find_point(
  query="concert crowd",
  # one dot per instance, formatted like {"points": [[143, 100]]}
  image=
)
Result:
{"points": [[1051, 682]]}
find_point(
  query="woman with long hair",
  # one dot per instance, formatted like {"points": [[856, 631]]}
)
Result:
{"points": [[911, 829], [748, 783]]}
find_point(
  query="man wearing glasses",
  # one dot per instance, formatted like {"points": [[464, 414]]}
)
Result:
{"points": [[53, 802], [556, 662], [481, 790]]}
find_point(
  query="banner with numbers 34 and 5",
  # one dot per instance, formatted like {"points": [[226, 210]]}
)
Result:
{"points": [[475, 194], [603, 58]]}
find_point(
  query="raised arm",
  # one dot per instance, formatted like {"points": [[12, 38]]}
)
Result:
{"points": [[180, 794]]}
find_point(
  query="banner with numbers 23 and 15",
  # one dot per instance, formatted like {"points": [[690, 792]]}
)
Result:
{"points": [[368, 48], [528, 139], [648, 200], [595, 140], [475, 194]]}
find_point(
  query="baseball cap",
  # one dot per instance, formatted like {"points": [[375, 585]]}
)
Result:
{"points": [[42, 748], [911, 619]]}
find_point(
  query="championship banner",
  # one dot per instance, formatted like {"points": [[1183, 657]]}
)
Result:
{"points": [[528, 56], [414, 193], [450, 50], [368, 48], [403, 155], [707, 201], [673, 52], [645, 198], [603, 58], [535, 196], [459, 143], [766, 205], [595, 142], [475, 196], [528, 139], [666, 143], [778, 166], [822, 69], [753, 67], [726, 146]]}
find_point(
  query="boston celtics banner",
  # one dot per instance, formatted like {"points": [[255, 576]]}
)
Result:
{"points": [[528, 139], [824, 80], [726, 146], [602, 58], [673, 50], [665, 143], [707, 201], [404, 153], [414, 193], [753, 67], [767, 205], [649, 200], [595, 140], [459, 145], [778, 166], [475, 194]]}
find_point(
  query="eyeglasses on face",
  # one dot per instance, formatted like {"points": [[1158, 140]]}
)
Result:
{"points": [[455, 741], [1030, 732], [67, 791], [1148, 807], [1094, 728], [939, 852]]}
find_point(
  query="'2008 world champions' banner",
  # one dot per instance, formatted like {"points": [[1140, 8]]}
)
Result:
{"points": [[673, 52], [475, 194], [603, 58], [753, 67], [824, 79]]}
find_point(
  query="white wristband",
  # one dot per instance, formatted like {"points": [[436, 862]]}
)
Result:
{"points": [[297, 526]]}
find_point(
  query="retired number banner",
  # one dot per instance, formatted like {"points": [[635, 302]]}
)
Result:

══════

» Given problem: Reproduce the complete set of lines precisely as supplied.

» Answer to this exercise:
find_point(
  query="concert crowd",
  # one dot per instance, formatted like {"points": [[143, 100]]}
  image=
)
Result:
{"points": [[1051, 682]]}
find_point(
  query="woman with long hair",
  # one dot per instance, formatted like {"points": [[856, 631]]}
)
Result:
{"points": [[911, 829], [748, 783]]}
find_point(
  query="man wearing glasses",
  # one dot per instance, formatted like {"points": [[464, 414]]}
)
Result:
{"points": [[53, 802], [556, 662], [481, 790]]}
find_point(
  query="banner with numbers 34 and 5",
  # one dot per instance, formatted like {"points": [[226, 210]]}
)
Result:
{"points": [[475, 194], [603, 58]]}
find_point(
  query="raised arm",
  # one dot per instance, formatted like {"points": [[12, 38]]}
)
Result:
{"points": [[180, 794]]}
find_point(
  query="banner with numbers 23 and 15",
  # one dot per instance, formatted like {"points": [[690, 792]]}
)
Result:
{"points": [[368, 48], [528, 139], [648, 200], [595, 140], [475, 194]]}
find_point(
  query="baseball cap",
  # one dot per instance, formatted like {"points": [[375, 585]]}
)
Result:
{"points": [[42, 748], [911, 619]]}
find_point(
  query="championship banner",
  # one dot per instance, formatted like {"points": [[1183, 657]]}
)
Result:
{"points": [[528, 56], [414, 193], [450, 50], [368, 48], [403, 155], [707, 201], [673, 52], [645, 198], [603, 58], [535, 196], [459, 143], [766, 205], [595, 142], [475, 196], [528, 139], [666, 143], [778, 166], [822, 69], [753, 67], [726, 146]]}
find_point(
  query="boston celtics banner",
  # one dot per instance, formatted like {"points": [[255, 576]]}
)
Result:
{"points": [[528, 139], [824, 80], [726, 146], [602, 58], [673, 50], [665, 143], [707, 201], [404, 153], [414, 193], [753, 67], [767, 205], [649, 200], [595, 140], [459, 145], [778, 166], [475, 194]]}
find_point(
  query="eyeglasses on face",
  # one dot per instance, formatted like {"points": [[1158, 140]]}
)
Result:
{"points": [[455, 741], [1030, 732], [67, 791], [1148, 807], [1094, 728], [939, 852]]}
find_point(
  query="'2008 world champions' banner",
  # one dot per instance, formatted like {"points": [[1140, 8]]}
)
Result:
{"points": [[673, 52], [475, 194], [603, 58], [753, 67], [824, 79]]}
find_point(
  query="white wristband",
  # one dot per instance, formatted like {"points": [[436, 862]]}
)
Result:
{"points": [[297, 526]]}
find_point(
  query="retired number banner",
  # one dot per instance, formatted like {"points": [[635, 302]]}
)
Result:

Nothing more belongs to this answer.